#### Input rows:
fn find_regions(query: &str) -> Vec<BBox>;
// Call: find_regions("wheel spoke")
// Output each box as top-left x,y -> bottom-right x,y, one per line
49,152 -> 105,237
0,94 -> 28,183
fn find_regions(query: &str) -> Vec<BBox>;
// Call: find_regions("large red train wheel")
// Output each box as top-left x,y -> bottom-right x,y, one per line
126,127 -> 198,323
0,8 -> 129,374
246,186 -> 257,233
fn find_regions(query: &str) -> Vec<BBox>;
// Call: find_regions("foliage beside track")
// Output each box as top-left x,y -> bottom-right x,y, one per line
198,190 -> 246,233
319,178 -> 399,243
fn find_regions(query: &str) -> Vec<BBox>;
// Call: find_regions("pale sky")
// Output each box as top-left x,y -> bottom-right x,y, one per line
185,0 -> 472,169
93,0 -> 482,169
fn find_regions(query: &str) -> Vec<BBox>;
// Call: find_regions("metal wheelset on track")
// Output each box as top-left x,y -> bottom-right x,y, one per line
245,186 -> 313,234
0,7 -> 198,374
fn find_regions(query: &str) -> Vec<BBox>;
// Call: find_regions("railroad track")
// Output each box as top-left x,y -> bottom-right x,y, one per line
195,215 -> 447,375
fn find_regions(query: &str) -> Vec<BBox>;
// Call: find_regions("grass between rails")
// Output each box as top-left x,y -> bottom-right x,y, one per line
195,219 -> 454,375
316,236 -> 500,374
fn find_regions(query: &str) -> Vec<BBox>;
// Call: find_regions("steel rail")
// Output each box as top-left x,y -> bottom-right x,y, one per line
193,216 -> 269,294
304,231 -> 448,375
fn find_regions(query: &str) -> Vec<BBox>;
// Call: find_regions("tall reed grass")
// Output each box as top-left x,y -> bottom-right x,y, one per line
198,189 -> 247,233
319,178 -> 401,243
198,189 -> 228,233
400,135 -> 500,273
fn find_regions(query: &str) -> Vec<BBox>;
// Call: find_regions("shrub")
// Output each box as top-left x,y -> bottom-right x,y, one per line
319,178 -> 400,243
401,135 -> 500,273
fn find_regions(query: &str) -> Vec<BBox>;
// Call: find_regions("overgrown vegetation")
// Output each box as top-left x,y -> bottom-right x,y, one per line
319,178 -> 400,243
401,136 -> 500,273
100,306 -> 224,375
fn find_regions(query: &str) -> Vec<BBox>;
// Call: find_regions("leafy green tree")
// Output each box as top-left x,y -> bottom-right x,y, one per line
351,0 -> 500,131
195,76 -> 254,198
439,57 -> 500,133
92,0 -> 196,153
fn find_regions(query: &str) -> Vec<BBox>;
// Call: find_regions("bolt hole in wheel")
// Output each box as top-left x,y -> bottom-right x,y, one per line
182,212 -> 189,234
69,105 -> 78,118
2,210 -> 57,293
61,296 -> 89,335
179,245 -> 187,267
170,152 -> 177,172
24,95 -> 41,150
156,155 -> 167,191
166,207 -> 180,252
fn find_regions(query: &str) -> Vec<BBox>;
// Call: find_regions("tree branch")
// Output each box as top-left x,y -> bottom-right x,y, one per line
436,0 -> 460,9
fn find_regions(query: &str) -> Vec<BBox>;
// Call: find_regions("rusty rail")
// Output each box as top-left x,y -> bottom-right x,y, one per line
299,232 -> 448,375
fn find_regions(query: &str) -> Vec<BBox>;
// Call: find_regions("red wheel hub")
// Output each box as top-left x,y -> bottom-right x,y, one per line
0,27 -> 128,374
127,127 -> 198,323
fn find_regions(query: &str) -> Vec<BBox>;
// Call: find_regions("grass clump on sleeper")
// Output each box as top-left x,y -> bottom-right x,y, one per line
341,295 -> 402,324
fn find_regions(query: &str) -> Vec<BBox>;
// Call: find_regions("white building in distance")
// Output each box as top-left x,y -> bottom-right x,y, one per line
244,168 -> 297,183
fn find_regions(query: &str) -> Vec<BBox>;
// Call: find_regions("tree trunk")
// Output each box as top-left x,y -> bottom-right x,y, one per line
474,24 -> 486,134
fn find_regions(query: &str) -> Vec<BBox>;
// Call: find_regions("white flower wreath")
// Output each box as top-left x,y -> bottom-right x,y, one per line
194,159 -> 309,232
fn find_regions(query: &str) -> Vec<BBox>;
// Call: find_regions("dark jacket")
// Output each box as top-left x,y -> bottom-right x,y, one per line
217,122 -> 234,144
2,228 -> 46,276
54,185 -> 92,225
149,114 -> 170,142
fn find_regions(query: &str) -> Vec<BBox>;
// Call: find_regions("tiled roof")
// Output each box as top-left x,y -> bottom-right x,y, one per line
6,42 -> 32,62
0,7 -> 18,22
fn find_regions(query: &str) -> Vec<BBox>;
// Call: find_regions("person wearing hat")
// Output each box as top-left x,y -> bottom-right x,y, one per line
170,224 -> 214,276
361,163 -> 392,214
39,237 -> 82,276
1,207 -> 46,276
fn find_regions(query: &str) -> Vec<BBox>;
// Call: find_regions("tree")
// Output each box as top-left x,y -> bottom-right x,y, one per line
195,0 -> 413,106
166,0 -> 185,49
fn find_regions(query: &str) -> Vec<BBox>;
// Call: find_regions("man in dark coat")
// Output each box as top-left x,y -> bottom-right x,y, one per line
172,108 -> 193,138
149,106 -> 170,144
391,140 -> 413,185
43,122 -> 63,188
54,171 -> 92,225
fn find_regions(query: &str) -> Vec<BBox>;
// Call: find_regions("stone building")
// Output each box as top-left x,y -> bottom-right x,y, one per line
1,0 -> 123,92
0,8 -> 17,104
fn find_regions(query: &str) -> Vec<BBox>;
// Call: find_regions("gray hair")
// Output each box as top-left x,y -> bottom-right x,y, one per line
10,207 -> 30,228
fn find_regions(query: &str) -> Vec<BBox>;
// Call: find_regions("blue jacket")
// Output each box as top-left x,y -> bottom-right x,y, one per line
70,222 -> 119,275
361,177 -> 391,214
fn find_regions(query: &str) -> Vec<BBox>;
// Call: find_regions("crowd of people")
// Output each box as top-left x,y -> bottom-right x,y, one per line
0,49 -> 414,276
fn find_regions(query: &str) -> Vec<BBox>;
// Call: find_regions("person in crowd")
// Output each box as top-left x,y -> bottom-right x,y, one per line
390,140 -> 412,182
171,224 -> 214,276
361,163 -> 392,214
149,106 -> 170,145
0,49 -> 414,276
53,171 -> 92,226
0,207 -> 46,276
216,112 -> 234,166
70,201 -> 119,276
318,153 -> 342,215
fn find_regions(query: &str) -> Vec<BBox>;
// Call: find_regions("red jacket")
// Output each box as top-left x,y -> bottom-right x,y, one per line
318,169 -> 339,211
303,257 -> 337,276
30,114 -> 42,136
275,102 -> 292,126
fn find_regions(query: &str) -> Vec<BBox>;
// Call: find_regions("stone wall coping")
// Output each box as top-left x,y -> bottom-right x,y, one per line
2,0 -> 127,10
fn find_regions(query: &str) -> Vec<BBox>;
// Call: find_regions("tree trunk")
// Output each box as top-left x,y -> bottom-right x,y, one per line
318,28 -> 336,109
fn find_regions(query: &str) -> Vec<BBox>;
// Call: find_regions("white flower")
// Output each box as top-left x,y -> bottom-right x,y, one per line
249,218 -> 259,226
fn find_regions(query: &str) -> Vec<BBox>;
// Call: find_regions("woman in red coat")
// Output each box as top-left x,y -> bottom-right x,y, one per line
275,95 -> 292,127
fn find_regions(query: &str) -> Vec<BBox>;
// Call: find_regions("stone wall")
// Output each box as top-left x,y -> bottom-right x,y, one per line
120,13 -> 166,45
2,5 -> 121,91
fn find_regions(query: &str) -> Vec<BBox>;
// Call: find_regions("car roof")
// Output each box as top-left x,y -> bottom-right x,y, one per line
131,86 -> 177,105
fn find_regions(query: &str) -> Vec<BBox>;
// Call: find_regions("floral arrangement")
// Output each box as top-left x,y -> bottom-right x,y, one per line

#### What the task requires:
Count the lines in the items above that contain the string "jacket". Reply with only the number.

#### Output of the task:
3